Selection —
# # # # # # #

Our wonderful, departed Jack Russell could be an exhausting pet. Anything could set him off on a tirade of barking, and I yelled “shut up” so often I sometimes wondered if my neighborhood nickname was The Screamer. We’d had him for years before one day we were riding in the car, and he was occupying his usual place — back feet on the back seat, front feet on the console, leaning up against both of our elbows, which were keeping him from climbing into the front. He would ride this way for miles, especially if there was food in the front seat, which there was — we’d stopped for dinner, and I’d carried out a doggie bag of pasta with Italian sausage. I’d given him a little and was leaning forward to get him another nibble when Alan said, “Did you feel that? Feel his chest.” I did; it was noticeably hotter than it had been just a few seconds earlier. “I never knew he could glow red that quickly,” Alan remarked. That rapid infusion of blood to power the muscles to make the leap after the prey — whether a mouse, a rat or a slice of sausage — is something we all do, but not as quickly as terriers.
That’s what interests me about animals, and why I tolerate one like Ruby, who, to be frank, doesn’t begin to fill the dog’s shoes. But I enjoy watching her climb to the top of the sofa and stand on her back feet, sniffing the air. I like to watch her do her binky dance in the morning. I like to take her outside to loaf around in her outdoor pen, where she cocks her head and listens to the squirrels and birds. And then I put her inside, adjust the shade and cover and go back in the house, knowing that when I go back to get her in late afternoon, even though I will put her in a clean cage with fresh food and delicious romaine lettuce, she will run from me, because FEAR RUN PREDATORS. It’s her nature — she really can’t help it.

# # # # # # #

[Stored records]
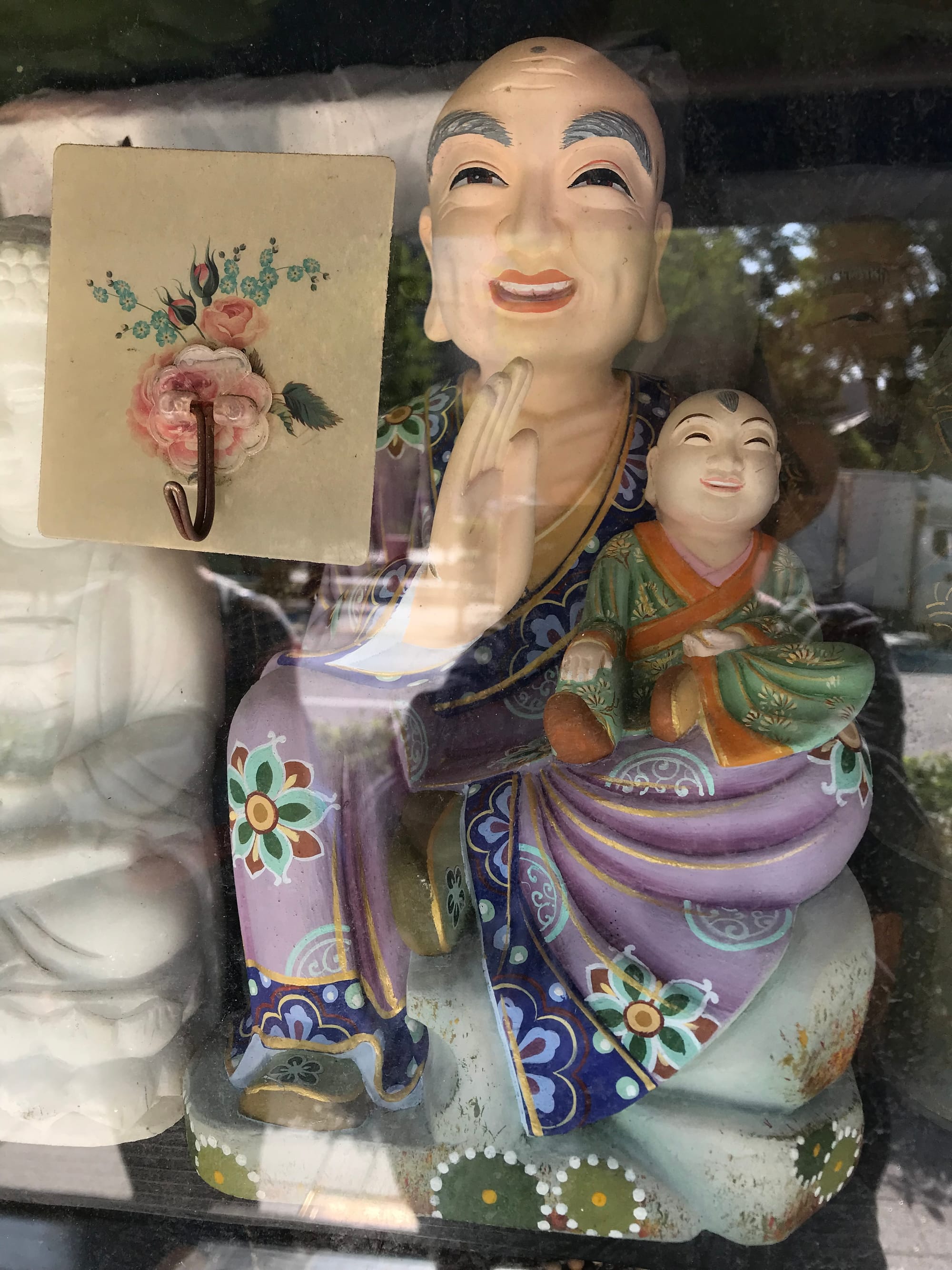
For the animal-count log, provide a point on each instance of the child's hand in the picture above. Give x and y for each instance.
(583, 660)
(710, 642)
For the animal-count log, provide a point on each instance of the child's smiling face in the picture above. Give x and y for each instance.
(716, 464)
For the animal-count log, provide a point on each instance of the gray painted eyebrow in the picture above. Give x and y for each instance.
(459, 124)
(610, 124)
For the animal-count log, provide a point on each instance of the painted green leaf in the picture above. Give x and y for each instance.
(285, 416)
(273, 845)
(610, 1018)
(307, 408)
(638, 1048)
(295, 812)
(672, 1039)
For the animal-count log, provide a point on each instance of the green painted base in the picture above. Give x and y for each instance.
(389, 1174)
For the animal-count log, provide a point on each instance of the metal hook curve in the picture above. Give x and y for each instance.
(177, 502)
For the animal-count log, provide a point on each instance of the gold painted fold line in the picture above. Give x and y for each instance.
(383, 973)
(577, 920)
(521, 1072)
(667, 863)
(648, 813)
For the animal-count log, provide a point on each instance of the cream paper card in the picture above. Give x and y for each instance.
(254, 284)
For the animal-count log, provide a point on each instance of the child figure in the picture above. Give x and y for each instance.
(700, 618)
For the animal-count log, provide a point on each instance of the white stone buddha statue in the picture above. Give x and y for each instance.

# # # # # # #

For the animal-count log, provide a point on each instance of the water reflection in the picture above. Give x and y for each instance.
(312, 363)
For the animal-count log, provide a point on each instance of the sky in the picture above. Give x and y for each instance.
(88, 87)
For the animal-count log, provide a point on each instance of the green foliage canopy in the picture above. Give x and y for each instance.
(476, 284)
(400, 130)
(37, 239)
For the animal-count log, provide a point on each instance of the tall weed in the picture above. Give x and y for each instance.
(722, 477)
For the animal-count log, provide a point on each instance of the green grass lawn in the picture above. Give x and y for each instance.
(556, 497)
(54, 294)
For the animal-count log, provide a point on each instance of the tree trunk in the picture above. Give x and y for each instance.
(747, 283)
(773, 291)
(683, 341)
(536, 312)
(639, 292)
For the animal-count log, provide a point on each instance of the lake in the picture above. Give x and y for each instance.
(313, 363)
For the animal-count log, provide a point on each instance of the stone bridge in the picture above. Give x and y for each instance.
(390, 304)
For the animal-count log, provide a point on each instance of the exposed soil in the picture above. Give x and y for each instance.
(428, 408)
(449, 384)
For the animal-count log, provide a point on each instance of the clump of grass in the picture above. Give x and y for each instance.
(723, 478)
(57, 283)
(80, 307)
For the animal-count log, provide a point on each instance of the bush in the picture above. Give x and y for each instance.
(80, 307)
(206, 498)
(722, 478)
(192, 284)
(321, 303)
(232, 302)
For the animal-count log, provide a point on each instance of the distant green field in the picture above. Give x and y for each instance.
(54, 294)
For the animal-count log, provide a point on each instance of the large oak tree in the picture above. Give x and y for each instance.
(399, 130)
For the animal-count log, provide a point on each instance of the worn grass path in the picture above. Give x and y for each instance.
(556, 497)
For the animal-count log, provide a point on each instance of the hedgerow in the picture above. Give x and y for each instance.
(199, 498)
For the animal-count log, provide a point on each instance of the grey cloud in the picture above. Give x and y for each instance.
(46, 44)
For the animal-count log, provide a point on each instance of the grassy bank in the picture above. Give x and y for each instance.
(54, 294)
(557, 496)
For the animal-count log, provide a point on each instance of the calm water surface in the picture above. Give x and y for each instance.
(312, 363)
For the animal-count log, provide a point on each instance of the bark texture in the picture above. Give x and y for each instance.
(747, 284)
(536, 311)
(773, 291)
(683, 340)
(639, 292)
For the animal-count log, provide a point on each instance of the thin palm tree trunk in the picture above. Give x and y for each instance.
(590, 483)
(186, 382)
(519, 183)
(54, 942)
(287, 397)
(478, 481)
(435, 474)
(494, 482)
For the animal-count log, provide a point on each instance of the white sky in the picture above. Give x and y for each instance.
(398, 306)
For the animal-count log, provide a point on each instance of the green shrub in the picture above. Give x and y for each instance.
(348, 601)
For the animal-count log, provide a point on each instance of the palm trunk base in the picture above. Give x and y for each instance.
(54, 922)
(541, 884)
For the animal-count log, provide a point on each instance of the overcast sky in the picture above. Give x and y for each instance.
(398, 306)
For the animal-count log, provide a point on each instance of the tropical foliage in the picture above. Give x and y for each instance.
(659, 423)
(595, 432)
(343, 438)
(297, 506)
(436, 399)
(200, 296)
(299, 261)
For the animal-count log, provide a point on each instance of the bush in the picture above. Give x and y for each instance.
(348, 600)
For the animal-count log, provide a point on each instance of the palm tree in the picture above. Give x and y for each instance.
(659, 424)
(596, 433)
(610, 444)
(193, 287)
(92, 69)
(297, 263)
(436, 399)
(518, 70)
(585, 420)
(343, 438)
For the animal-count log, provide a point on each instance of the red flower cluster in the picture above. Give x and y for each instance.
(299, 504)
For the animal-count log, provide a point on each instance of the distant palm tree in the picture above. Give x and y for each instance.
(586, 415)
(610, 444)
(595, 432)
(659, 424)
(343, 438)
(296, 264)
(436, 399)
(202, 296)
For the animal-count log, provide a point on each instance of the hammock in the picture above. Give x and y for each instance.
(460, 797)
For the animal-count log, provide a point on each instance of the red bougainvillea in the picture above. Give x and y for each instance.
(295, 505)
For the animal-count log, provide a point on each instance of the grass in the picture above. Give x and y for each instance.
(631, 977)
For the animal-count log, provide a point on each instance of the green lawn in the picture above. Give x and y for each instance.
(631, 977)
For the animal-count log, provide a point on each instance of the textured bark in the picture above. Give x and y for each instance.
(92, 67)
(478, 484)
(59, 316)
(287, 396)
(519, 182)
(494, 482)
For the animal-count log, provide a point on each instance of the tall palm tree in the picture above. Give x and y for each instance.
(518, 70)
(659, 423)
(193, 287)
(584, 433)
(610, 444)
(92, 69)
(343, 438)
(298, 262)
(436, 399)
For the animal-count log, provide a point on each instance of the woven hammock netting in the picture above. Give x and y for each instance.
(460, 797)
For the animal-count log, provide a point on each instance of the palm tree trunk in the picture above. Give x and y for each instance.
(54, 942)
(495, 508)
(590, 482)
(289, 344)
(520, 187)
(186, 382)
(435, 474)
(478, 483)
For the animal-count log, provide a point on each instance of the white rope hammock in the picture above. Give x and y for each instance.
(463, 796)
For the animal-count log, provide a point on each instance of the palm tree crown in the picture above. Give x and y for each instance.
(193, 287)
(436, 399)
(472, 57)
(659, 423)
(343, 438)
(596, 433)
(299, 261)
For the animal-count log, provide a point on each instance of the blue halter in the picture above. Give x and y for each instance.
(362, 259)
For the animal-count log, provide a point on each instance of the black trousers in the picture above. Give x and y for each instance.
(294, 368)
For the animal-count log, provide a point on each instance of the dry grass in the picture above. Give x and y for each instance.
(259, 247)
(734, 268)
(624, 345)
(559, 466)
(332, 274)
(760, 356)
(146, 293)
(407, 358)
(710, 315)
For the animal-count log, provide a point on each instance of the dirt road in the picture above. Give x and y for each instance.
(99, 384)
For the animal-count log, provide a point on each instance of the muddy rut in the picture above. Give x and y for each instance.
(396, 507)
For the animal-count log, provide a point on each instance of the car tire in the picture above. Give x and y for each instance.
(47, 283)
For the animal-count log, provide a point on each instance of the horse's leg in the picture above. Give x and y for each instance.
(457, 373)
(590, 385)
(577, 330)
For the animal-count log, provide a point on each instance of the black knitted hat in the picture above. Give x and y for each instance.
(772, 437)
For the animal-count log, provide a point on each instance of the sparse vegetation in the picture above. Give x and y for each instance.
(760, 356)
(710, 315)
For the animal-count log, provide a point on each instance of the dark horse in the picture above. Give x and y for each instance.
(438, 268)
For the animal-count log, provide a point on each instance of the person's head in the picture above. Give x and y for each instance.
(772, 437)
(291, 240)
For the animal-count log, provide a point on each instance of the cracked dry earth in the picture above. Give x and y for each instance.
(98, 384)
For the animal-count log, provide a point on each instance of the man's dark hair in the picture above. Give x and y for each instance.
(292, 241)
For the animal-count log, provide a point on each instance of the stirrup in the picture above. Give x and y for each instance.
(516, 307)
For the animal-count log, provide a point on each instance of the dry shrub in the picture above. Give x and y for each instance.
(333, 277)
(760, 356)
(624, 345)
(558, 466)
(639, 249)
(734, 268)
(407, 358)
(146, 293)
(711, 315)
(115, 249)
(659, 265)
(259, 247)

# # # # # # #

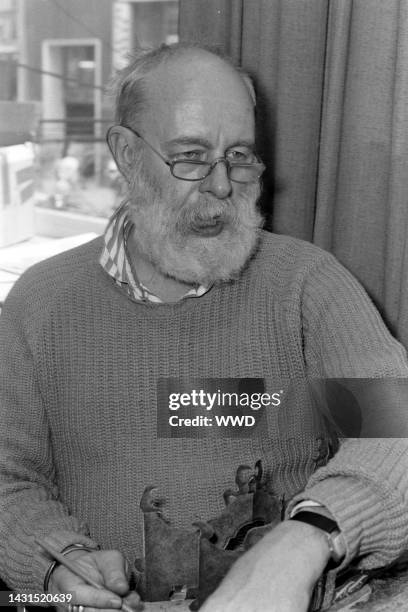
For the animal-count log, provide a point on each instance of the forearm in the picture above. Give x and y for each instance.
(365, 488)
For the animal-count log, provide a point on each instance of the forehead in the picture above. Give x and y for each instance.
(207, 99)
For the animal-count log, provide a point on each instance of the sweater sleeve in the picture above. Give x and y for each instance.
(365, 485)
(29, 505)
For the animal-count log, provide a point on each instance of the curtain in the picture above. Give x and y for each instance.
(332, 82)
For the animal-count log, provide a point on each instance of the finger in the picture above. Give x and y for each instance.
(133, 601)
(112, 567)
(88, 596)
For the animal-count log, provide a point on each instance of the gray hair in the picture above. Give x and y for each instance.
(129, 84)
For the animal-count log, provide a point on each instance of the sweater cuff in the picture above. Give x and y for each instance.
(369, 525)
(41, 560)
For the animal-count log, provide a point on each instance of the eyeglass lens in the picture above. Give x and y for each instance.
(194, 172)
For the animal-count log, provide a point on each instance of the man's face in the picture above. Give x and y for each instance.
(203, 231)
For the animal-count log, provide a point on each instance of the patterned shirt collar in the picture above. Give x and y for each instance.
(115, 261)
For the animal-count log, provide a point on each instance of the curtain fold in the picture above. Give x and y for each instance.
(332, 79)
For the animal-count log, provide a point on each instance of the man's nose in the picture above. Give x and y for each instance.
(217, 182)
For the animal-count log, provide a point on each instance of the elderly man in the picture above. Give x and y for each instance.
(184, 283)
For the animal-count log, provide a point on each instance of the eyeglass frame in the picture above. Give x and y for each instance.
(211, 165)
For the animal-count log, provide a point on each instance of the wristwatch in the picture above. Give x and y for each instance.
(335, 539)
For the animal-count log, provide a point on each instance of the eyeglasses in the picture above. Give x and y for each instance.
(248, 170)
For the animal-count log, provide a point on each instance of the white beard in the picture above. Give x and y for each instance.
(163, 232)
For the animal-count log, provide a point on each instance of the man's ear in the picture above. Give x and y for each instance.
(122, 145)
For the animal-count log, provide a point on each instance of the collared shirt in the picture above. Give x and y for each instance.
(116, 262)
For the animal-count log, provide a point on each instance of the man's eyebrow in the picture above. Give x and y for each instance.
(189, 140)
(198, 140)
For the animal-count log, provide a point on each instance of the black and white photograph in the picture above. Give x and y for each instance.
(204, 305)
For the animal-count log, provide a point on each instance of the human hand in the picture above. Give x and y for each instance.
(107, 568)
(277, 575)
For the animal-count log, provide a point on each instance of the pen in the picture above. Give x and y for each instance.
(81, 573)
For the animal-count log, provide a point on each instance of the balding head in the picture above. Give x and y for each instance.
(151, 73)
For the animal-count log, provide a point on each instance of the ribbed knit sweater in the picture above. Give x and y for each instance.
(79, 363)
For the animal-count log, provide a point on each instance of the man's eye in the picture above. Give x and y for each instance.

# # # # # # #

Exercise tasks —
a: Return the section of the passage about pets from "That’s what interests" up to and including "can’t help it.".
b: In the passage about pets, what food was in the doggie bag carried out from dinner?
c: Extend the passage about pets, continuing on from its final sentence.

Expected responses —
a:
That’s what interests me about animals, and why I tolerate one like Ruby, who, to be frank, doesn’t begin to fill the dog’s shoes. But I enjoy watching her climb to the top of the sofa and stand on her back feet, sniffing the air. I like to watch her do her binky dance in the morning. I like to take her outside to loaf around in her outdoor pen, where she cocks her head and listens to the squirrels and birds. And then I put her inside, adjust the shade and cover and go back in the house, knowing that when I go back to get her in late afternoon, even though I will put her in a clean cage with fresh food and delicious romaine lettuce, she will run from me, because FEAR RUN PREDATORS. It’s her nature — she really can’t help it.

b: Pasta with Italian sausage.

c:
Tuesday. Another lovely day — summer is leaving on a high note. But work still awaits. So, a little bloggage?
I’m sorry, but who could possibly be this stupid? Ahem:
Republican presidential candidate Mitt Romney is facing a new challenge: He’s having trouble raising money from some Jewish donors who mistakenly believe one of his opponents, Michele Bachmann, is Jewish.
Some Jewish donors are telling fund-raisers for Romney, a Mormon, that while they like him, they’d rather open their wallets for the “Jewish candidate,” who they don’t realize is actually a Lutheran, The Post has learned.
“It’s a real problem,” one Romney fund-raiser said. “We’re working very hard in the Jewish community because of Obama’s Israel problem. This was surprising.”
I’d estimate I save at least 80 percent of my email, maybe more. I’ve never, ever understood the “inbox zero” movement, but maybe one of you can explain it. Evidently my strategy isn’t the one to emulate. But it is mine.
OK, time to prep for various teaching-related duties. Sorry for short shrift, but that’s how I roll.